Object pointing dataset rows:
>> START

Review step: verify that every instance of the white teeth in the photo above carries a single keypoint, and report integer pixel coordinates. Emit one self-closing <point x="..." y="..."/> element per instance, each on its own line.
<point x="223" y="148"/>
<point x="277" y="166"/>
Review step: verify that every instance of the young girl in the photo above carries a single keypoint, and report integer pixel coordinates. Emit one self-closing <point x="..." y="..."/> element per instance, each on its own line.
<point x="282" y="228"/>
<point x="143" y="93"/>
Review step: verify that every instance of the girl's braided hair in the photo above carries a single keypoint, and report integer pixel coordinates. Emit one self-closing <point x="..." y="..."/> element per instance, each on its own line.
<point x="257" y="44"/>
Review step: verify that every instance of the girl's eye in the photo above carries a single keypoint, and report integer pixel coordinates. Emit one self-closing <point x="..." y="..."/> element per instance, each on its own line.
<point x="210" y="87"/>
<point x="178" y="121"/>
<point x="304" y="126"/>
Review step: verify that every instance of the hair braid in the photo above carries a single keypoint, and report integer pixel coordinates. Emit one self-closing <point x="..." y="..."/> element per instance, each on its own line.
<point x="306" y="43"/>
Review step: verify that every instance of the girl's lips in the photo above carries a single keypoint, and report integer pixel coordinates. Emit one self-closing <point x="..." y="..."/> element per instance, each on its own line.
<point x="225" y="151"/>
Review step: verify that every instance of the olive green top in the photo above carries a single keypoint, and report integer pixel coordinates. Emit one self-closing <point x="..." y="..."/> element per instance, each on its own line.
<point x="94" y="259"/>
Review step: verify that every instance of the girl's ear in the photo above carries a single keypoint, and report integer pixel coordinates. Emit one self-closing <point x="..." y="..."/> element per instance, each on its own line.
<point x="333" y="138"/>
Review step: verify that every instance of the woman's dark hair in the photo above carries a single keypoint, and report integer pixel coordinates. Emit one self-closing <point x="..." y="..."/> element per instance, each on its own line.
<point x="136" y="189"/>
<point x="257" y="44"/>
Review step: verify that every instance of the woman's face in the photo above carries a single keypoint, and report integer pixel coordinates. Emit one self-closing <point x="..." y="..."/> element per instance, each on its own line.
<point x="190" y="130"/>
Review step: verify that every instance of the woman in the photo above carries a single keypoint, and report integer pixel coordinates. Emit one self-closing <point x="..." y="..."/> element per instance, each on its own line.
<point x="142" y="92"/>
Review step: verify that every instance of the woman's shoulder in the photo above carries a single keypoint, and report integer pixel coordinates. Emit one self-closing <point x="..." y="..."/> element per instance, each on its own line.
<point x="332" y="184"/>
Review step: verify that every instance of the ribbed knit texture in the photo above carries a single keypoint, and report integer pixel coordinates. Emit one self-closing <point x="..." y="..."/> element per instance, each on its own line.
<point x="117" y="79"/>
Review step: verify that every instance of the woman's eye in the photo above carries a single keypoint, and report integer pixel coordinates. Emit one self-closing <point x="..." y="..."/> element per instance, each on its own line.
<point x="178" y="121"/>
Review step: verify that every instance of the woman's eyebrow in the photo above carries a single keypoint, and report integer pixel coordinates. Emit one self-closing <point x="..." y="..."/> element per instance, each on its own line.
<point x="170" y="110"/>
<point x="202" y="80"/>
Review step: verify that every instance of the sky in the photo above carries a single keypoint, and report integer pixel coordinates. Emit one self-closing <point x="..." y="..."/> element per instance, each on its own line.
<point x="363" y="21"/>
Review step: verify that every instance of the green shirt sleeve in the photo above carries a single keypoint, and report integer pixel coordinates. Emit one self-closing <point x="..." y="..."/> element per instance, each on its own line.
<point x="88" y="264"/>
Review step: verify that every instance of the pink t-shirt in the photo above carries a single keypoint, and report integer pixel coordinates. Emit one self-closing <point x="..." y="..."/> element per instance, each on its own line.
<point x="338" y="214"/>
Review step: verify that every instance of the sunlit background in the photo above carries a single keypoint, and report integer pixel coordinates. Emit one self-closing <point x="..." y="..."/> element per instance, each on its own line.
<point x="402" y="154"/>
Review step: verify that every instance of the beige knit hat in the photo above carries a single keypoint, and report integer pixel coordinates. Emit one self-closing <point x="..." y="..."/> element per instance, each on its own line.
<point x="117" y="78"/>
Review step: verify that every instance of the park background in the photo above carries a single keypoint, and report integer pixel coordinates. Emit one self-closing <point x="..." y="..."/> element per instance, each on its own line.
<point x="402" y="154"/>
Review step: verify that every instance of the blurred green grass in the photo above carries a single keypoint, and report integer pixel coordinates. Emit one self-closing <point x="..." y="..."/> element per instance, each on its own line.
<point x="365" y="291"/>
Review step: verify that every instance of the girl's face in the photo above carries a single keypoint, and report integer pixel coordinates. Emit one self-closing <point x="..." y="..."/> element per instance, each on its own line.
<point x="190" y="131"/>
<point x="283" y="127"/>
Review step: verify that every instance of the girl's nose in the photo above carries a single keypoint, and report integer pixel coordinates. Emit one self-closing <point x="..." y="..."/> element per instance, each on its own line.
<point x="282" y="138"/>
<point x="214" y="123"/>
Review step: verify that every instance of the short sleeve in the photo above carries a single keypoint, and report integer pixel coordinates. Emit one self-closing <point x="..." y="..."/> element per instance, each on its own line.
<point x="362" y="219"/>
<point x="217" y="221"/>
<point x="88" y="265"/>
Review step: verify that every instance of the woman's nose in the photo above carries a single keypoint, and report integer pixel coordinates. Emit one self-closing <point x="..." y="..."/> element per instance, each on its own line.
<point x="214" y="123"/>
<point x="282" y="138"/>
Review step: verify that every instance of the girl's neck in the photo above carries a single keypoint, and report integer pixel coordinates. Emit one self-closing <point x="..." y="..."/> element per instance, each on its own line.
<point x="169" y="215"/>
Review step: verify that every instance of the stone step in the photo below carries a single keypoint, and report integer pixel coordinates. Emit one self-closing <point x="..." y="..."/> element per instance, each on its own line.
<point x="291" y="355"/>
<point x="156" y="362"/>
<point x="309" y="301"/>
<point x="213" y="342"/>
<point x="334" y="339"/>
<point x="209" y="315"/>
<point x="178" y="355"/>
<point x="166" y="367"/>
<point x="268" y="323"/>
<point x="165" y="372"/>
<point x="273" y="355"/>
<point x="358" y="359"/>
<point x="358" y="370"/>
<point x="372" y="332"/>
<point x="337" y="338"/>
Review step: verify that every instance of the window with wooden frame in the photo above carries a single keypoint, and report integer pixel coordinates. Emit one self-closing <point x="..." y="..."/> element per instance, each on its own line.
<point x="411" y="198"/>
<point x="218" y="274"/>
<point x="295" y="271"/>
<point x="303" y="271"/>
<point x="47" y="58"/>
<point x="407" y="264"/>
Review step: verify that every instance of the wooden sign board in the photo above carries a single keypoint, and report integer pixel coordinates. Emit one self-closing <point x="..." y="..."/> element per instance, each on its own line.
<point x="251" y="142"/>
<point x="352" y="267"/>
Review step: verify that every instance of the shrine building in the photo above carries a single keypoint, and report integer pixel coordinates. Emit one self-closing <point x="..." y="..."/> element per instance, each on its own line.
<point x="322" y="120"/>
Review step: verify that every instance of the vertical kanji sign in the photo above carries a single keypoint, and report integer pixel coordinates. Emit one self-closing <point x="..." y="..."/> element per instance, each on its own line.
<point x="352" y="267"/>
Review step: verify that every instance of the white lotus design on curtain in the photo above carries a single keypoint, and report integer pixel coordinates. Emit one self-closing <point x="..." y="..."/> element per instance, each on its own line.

>> END

Description of the task: Your task is to repeat each line of the material exactly.

Expected output:
Review step: verify that every instance of the white teeth in the photo above carries a single keypoint, and report integer pixel coordinates. Emit one self-closing <point x="..." y="..."/> element per instance, each on its own line.
<point x="223" y="148"/>
<point x="277" y="166"/>
Review step: verify that every instance of the young girl in the photo above carries a single keypoint, and report integer pixel coordinates. Emit one self-closing <point x="..." y="..."/> element per instance, each on its own line.
<point x="282" y="228"/>
<point x="143" y="93"/>
Review step: verify that every instance of the girl's braided hair in the photo above carries a single keypoint, and report integer pixel coordinates. Emit one self-closing <point x="..." y="..."/> element per instance, each on its own line.
<point x="257" y="44"/>
Review step: verify that every instance of the girl's eye in the photo above carries a single keypoint, and report integer pixel coordinates. Emit one self-closing <point x="..." y="..."/> element per instance, each on its own line.
<point x="210" y="87"/>
<point x="178" y="121"/>
<point x="304" y="126"/>
Review step: verify that every instance of the hair braid in the photo above carries a single keypoint, and report integer pixel coordinates. Emit one self-closing <point x="..." y="..."/> element per instance, each on its own line.
<point x="306" y="43"/>
Review step: verify that every instance of the girl's lips in the photo above carries a single keypoint, and report integer pixel coordinates. Emit one self-closing <point x="..." y="..."/> element per instance, each on its own line.
<point x="225" y="151"/>
Review step: verify that every instance of the olive green top in the photo above carries a single keypoint, and report integer pixel coordinates. Emit one self-closing <point x="..." y="..."/> element per instance, each on its own line.
<point x="94" y="259"/>
Review step: verify that every instance of the girl's ear in the photo above carries a single keypoint, and report integer pixel coordinates. Emit one self-closing <point x="..." y="..."/> element per instance, each on its own line.
<point x="333" y="138"/>
Review step: verify that every instance of the woman's dark hair in the photo above carries a single keypoint, and report integer pixel coordinates. Emit one self-closing <point x="..." y="..."/> element per instance, each on its own line.
<point x="136" y="189"/>
<point x="257" y="44"/>
Review step: verify that every instance of the woman's face in the photo above carries a single keypoint, and report integer pixel coordinates. Emit one self-closing <point x="..." y="..."/> element per instance, each on its own line.
<point x="190" y="130"/>
Review step: verify that every instance of the woman in the photo above carries a single keypoint, and report integer pixel coordinates. Emit one self-closing <point x="..." y="..."/> element per instance, each on its own line.
<point x="142" y="92"/>
Review step: verify that every instance of the woman's shoulder in the photo above carries a single keypoint, and report integer pixel coordinates. Emit one self-closing <point x="..." y="..."/> element per instance, each on its own line.
<point x="332" y="184"/>
Review step: verify that every instance of the ribbed knit texture in the photo above carries a single keypoint, and report integer pixel coordinates. Emit one self-closing <point x="..." y="..."/> element per instance, each on its own line.
<point x="117" y="79"/>
Review step: verify that every instance of the woman's eye in the photo above carries a single keypoint, and report integer pixel coordinates. Emit one self-closing <point x="..." y="..."/> element per instance, each on its own line.
<point x="178" y="121"/>
Review step: verify that every instance of the woman's eyebrow in the photo above carries a single keypoint, and report integer pixel coordinates. Emit one self-closing <point x="..." y="..."/> element per instance, each on its own line.
<point x="170" y="110"/>
<point x="202" y="80"/>
Review step: verify that every instance of the sky in the photo above carries a single keypoint, and report integer pixel coordinates. Emit one self-closing <point x="..." y="..."/> element per instance, each on its own line.
<point x="363" y="21"/>
Review step: verify that every instance of the green shirt sleeve in the photo above carries a single keypoint, and report integer pixel coordinates. Emit one self-closing <point x="..." y="..."/> element per instance, each on its own line.
<point x="88" y="264"/>
Review step: verify that every instance of the pink t-shirt in the photo above carries a single keypoint, and report integer pixel coordinates. Emit one self-closing <point x="..." y="..."/> element per instance, each on its own line.
<point x="338" y="214"/>
Review step: verify that every instance of the sunlit background in the photo above carries a single keypoint, and report integer pixel coordinates. Emit one self-closing <point x="..." y="..."/> element per instance, each on its own line.
<point x="402" y="154"/>
Review step: verify that every instance of the beige knit hat in the photo above carries a single keypoint, and report integer pixel coordinates. Emit one self-closing <point x="..." y="..."/> element per instance, each on its own line.
<point x="117" y="78"/>
Review step: verify that every instance of the park background in the photo above carries a single keypoint, and report integer pixel coordinates. Emit one self-closing <point x="..." y="..."/> element per instance, each on its own line.
<point x="402" y="154"/>
Review step: verify that every instance of the blurred green grass in the photo above carries a single keypoint, and report integer pixel coordinates. Emit one self-closing <point x="..." y="..."/> element per instance, each on its own line.
<point x="365" y="291"/>
Review step: verify that every instance of the girl's face in the photo above carries a single keypoint, and report integer pixel coordinates. Emit one self-closing <point x="..." y="..."/> element per instance, each on its own line.
<point x="190" y="131"/>
<point x="283" y="127"/>
Review step: verify that every instance of the girl's nose in the photo above carries a single keypoint, and report integer pixel coordinates. Emit one self-closing <point x="..." y="..."/> element per instance, each on its own line.
<point x="282" y="138"/>
<point x="214" y="123"/>
Review step: verify that every instance of the short sleeve in the photo above carries a single keypoint, and report integer pixel coordinates. Emit one self-closing <point x="..." y="..."/> element per instance, each on its own line.
<point x="362" y="219"/>
<point x="217" y="221"/>
<point x="88" y="265"/>
Review step: verify that every instance of the woman's nose in the photo above carries a single keypoint, and report integer pixel coordinates. Emit one self-closing <point x="..." y="..."/> element per instance, each on its own line.
<point x="214" y="123"/>
<point x="282" y="138"/>
Review step: verify that every instance of the girl's neck in the photo above carries a single keypoint, and report integer pixel coordinates. Emit one self-closing <point x="..." y="..."/> element per instance, each on its own line.
<point x="169" y="215"/>
Review step: verify that every instance of the stone step in the photo below carries a single keypoint, and report integer pixel coordinates. Emit one self-closing <point x="..." y="..."/> element per instance, each on its own line.
<point x="291" y="355"/>
<point x="156" y="362"/>
<point x="309" y="301"/>
<point x="213" y="342"/>
<point x="334" y="339"/>
<point x="209" y="315"/>
<point x="178" y="355"/>
<point x="166" y="367"/>
<point x="268" y="323"/>
<point x="165" y="372"/>
<point x="273" y="355"/>
<point x="358" y="359"/>
<point x="358" y="370"/>
<point x="372" y="332"/>
<point x="337" y="338"/>
Review step: verify that every instance of the window with wooden frame in the photo above carries a single keypoint, and report integer pixel coordinates. Emit one self-closing <point x="..." y="..."/> element per instance, each on its own line.
<point x="411" y="198"/>
<point x="218" y="274"/>
<point x="295" y="271"/>
<point x="303" y="271"/>
<point x="47" y="58"/>
<point x="407" y="264"/>
Review step: verify that every instance of the wooden sign board in the photo above carries a single keypoint, and report integer pixel coordinates. Emit one self-closing <point x="..." y="..."/> element per instance, each on its own line.
<point x="251" y="142"/>
<point x="352" y="267"/>
Review step: verify that every instance of the shrine building in the photo above carries a single keypoint, and report integer pixel coordinates. Emit one self-closing <point x="..." y="..."/> element per instance, each on its own line.
<point x="322" y="120"/>
Review step: verify that every instance of the vertical kanji sign in the photo above carries a single keypoint, and report integer pixel coordinates. Emit one self-closing <point x="..." y="..."/> element per instance, each on its own line.
<point x="352" y="267"/>
Review step: verify that every instance of the white lotus design on curtain in the photo above carries a single keypoint, and report integer pixel coordinates. Emit one self-closing <point x="..." y="..."/> element per instance, each on its own line.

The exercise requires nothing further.